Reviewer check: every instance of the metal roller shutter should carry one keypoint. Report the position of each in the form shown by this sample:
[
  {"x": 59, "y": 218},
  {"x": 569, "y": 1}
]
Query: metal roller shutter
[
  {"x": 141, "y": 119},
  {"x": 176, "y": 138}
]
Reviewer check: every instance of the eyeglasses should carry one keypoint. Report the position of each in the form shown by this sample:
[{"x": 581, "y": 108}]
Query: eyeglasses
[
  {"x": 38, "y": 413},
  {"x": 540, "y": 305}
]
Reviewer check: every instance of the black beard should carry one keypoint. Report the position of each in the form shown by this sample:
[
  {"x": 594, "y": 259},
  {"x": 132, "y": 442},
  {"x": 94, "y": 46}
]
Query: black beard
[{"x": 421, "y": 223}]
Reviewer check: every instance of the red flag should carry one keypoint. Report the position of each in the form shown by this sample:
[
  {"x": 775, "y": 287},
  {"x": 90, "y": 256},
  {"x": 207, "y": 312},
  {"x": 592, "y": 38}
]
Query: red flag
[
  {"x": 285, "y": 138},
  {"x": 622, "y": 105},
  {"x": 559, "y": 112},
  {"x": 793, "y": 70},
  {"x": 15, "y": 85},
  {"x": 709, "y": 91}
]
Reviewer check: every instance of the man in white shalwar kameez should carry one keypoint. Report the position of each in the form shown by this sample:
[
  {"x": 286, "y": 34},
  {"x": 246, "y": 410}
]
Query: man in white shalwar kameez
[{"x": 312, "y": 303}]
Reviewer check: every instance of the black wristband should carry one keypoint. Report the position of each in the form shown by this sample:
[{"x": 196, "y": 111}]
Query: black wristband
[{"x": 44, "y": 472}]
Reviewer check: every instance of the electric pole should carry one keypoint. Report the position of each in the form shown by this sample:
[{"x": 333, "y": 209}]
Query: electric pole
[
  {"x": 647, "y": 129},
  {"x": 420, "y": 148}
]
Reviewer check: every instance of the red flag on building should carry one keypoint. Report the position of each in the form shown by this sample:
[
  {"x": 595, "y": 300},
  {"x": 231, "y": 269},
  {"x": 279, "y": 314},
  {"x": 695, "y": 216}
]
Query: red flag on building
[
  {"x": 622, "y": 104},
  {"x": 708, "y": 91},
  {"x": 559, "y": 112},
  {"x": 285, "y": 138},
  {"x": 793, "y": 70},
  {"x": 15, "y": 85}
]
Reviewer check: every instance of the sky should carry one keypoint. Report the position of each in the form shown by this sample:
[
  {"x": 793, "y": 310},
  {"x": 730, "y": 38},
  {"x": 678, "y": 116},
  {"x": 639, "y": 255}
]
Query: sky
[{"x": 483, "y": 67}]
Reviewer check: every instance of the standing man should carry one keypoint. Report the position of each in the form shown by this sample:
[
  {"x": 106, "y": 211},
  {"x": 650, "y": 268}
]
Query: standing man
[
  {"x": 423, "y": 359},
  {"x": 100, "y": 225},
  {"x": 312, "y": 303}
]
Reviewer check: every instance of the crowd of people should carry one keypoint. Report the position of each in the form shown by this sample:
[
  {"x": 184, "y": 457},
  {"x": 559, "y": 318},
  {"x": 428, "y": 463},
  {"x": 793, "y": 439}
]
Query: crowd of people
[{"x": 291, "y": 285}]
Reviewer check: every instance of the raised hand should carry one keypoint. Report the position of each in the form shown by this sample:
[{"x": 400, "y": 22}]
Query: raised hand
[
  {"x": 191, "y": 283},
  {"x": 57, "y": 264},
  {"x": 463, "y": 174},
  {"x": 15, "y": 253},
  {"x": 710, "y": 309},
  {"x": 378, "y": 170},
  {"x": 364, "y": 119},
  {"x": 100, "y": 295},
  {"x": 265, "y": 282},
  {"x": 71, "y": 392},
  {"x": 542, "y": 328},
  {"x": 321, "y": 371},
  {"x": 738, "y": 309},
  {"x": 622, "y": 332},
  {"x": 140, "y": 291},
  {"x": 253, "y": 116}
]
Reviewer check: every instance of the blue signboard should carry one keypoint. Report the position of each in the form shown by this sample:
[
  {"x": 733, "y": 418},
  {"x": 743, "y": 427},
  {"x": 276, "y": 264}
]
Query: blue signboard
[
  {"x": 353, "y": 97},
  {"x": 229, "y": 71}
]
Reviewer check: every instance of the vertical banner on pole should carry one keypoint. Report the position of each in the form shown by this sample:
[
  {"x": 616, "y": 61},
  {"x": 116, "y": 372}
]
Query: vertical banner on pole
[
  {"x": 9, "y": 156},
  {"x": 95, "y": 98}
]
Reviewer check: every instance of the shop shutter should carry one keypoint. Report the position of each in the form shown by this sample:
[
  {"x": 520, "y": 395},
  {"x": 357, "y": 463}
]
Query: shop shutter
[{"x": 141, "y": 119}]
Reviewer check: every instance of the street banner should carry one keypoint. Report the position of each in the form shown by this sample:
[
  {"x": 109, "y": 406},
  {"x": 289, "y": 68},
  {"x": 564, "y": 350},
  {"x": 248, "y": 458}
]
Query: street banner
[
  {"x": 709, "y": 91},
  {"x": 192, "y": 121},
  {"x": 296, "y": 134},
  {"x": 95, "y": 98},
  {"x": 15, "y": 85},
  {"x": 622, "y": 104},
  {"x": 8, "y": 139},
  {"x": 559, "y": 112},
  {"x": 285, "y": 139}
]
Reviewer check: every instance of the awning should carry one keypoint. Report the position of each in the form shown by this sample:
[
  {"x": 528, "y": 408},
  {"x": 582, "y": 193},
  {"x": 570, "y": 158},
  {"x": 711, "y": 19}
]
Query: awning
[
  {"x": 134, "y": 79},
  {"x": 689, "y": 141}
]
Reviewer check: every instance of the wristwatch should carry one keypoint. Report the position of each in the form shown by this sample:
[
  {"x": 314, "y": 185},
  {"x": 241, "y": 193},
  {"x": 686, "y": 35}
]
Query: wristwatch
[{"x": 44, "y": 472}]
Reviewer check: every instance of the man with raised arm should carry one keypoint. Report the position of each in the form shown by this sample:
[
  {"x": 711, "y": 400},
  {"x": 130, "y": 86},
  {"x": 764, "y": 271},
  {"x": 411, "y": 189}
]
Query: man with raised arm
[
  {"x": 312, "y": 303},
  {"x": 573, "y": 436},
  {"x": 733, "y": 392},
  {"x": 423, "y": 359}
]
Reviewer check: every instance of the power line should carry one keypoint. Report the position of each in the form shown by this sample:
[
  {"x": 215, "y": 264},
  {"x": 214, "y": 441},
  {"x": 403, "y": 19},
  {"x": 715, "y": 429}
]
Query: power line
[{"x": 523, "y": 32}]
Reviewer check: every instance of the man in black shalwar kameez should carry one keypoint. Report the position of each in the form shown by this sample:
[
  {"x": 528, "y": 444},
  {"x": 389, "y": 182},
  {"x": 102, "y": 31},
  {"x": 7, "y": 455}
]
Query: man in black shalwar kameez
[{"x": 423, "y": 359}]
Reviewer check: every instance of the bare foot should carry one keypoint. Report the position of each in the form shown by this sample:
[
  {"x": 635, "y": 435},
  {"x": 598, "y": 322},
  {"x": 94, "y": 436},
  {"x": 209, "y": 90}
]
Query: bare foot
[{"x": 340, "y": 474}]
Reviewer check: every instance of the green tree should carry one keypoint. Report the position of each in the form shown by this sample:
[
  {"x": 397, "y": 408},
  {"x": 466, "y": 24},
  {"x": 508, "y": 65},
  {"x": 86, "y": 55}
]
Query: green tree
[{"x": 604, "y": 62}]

• The problem:
Take the entries and print them exactly. Keep every line.

• Response to the exercise:
Reviewer check: every instance of the metal roller shutter should carry one keypoint. Report the position of each in the form shown by this sample:
[
  {"x": 59, "y": 218},
  {"x": 569, "y": 1}
]
Query: metal roller shutter
[
  {"x": 141, "y": 119},
  {"x": 176, "y": 138}
]
Reviewer check: every instance of the eyeglasses should carry one keypoint. Report the position of each in the form shown by this sample:
[{"x": 581, "y": 108}]
Query: eyeglasses
[
  {"x": 38, "y": 413},
  {"x": 540, "y": 305}
]
Reviewer check: every instance of the black beard should carry one keypoint. Report the position of each in the form shown by this sample:
[
  {"x": 594, "y": 259},
  {"x": 132, "y": 442},
  {"x": 94, "y": 46}
]
Query: black beard
[{"x": 421, "y": 223}]
Reviewer check: every instance of the red flag should carry one keypoint. Report the position of each in the form shown by this sample:
[
  {"x": 775, "y": 287},
  {"x": 90, "y": 256},
  {"x": 207, "y": 312},
  {"x": 592, "y": 38}
]
Query: red flag
[
  {"x": 285, "y": 138},
  {"x": 622, "y": 105},
  {"x": 559, "y": 112},
  {"x": 793, "y": 70},
  {"x": 15, "y": 85},
  {"x": 709, "y": 91}
]
Reviewer check: every instance of the man in white shalwar kameez should carry one keypoint. Report the position of each in the form shown by this sample:
[
  {"x": 286, "y": 34},
  {"x": 246, "y": 410}
]
Query: man in white shalwar kameez
[{"x": 312, "y": 303}]
Reviewer check: every instance of the black wristband should carry one keypoint. Report the position of each in the form shown by this sample:
[{"x": 196, "y": 111}]
Query: black wristband
[{"x": 44, "y": 472}]
Reviewer check: every instance of the electric pole should carry one keypoint. Report the position of each in the form shown by this sample:
[{"x": 333, "y": 209}]
Query: electric pole
[
  {"x": 647, "y": 129},
  {"x": 420, "y": 148}
]
Reviewer check: every instance of the red flag on building should carry one keypoint. Report the position of each in the form shown by this sample:
[
  {"x": 595, "y": 300},
  {"x": 231, "y": 269},
  {"x": 279, "y": 314},
  {"x": 695, "y": 216}
]
Query: red flag on building
[
  {"x": 622, "y": 104},
  {"x": 708, "y": 91},
  {"x": 559, "y": 112},
  {"x": 285, "y": 138},
  {"x": 793, "y": 70},
  {"x": 15, "y": 85}
]
Reviewer check: every instance of the sky should carry one keypoint. Report the position of each in the form shown by this sample:
[
  {"x": 793, "y": 310},
  {"x": 730, "y": 38},
  {"x": 678, "y": 116},
  {"x": 639, "y": 255}
]
Query: sky
[{"x": 483, "y": 67}]
Reviewer check: every instance of the standing man should carry one keypoint. Report the position of each in the form shown by this sample:
[
  {"x": 106, "y": 211},
  {"x": 650, "y": 268}
]
Query: standing man
[
  {"x": 423, "y": 359},
  {"x": 100, "y": 225},
  {"x": 312, "y": 303}
]
Reviewer check: every instance of the crowd of people should carry one keypoint. Report the position of each in the form shown by this sample:
[
  {"x": 184, "y": 457},
  {"x": 559, "y": 318},
  {"x": 428, "y": 463},
  {"x": 793, "y": 439}
]
Query: crowd of people
[{"x": 291, "y": 285}]
Reviewer check: every instance of the raised hand should carry one keypoint. Report the position of each in the form shown by this sample:
[{"x": 400, "y": 22}]
Query: raised hand
[
  {"x": 191, "y": 283},
  {"x": 57, "y": 264},
  {"x": 463, "y": 174},
  {"x": 15, "y": 253},
  {"x": 710, "y": 309},
  {"x": 378, "y": 170},
  {"x": 364, "y": 119},
  {"x": 100, "y": 295},
  {"x": 265, "y": 282},
  {"x": 71, "y": 392},
  {"x": 542, "y": 328},
  {"x": 321, "y": 371},
  {"x": 738, "y": 309},
  {"x": 622, "y": 332},
  {"x": 140, "y": 291},
  {"x": 253, "y": 116}
]
Reviewer check: every instance of the blue signboard should carry one keypoint. Report the position of each in the form shown by this sample:
[
  {"x": 733, "y": 418},
  {"x": 743, "y": 427},
  {"x": 276, "y": 264}
]
Query: blue signboard
[
  {"x": 353, "y": 97},
  {"x": 229, "y": 71}
]
Reviewer check: every instance of the vertical banner on pole should carry one keypoint. Report the position of each in the form shown by this sample:
[
  {"x": 616, "y": 61},
  {"x": 116, "y": 372}
]
Query: vertical banner on pole
[
  {"x": 9, "y": 156},
  {"x": 95, "y": 98}
]
Reviewer check: every instance of the shop shutter should carry one keypoint. Report the position of each in the form shown by this sample:
[
  {"x": 520, "y": 395},
  {"x": 357, "y": 463}
]
Query: shop shutter
[{"x": 141, "y": 119}]
Reviewer check: every instance of the street banner should carry one keypoint. Report the position of each in the form shown by this sample:
[
  {"x": 109, "y": 406},
  {"x": 289, "y": 68},
  {"x": 564, "y": 350},
  {"x": 248, "y": 458}
]
Query: street banner
[
  {"x": 709, "y": 91},
  {"x": 192, "y": 121},
  {"x": 296, "y": 134},
  {"x": 95, "y": 98},
  {"x": 15, "y": 85},
  {"x": 622, "y": 104},
  {"x": 8, "y": 139},
  {"x": 559, "y": 112},
  {"x": 285, "y": 139}
]
Reviewer check: every instance of the awning should carry one keypoint. Report the position of each in the form shown by this sample:
[
  {"x": 528, "y": 408},
  {"x": 582, "y": 193},
  {"x": 570, "y": 158},
  {"x": 711, "y": 19}
]
Query: awning
[
  {"x": 134, "y": 79},
  {"x": 689, "y": 141}
]
Reviewer check: every instance of the wristwatch should carry one keypoint. Report the position of each in the form shown by this sample:
[
  {"x": 314, "y": 185},
  {"x": 241, "y": 193},
  {"x": 686, "y": 35}
]
Query: wristwatch
[{"x": 44, "y": 472}]
Reviewer check: every instance of the man with raised arm should carry one keypoint. Report the position of each in the form shown by this sample:
[
  {"x": 711, "y": 400},
  {"x": 130, "y": 86},
  {"x": 764, "y": 271},
  {"x": 411, "y": 189}
]
Query: man with raised arm
[
  {"x": 312, "y": 303},
  {"x": 573, "y": 436},
  {"x": 733, "y": 392},
  {"x": 423, "y": 359}
]
Reviewer check: every instance of the power line should carry one keypoint. Report the position of each in the form shown by this sample:
[
  {"x": 215, "y": 264},
  {"x": 214, "y": 441},
  {"x": 403, "y": 19},
  {"x": 715, "y": 429}
]
Query: power line
[{"x": 523, "y": 32}]
Reviewer check: every instance of the man in black shalwar kameez should carry one keypoint. Report the position of each in the form shown by this sample:
[
  {"x": 528, "y": 444},
  {"x": 389, "y": 182},
  {"x": 102, "y": 31},
  {"x": 7, "y": 455}
]
Query: man in black shalwar kameez
[{"x": 423, "y": 359}]
Reviewer check: every instance of the bare foot should carry one keypoint. Report the position of each in the form shown by this sample:
[
  {"x": 635, "y": 435},
  {"x": 598, "y": 322},
  {"x": 94, "y": 436},
  {"x": 209, "y": 90}
]
Query: bare foot
[{"x": 340, "y": 474}]
Reviewer check: every instance of the green tree should carry one keypoint. Report the position of each in the form shown by this sample:
[
  {"x": 397, "y": 408},
  {"x": 466, "y": 24},
  {"x": 508, "y": 65},
  {"x": 86, "y": 55}
]
Query: green tree
[{"x": 604, "y": 62}]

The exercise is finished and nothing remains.